Instructions for the task: Reproduce every one of the items below line for line, leaving the pictures out of your reply.

--- START Record set ---

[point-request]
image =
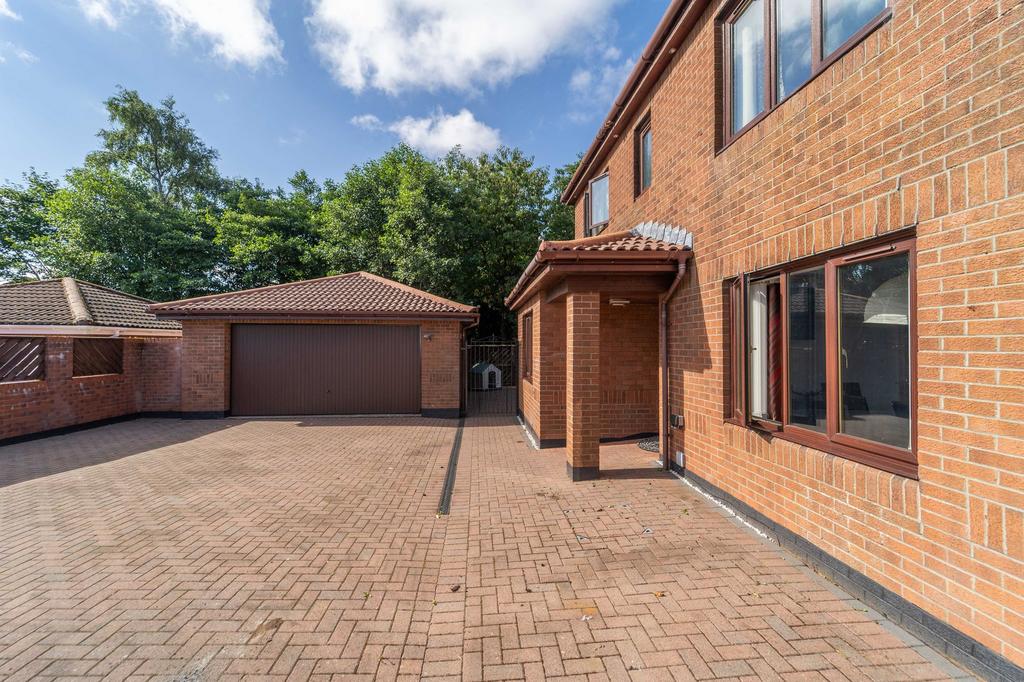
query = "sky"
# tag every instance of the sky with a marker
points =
(322, 85)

--- END Record set ---

Correct output:
[point-request]
image =
query = "sky"
# tag every instance of the sky with a marker
points =
(322, 85)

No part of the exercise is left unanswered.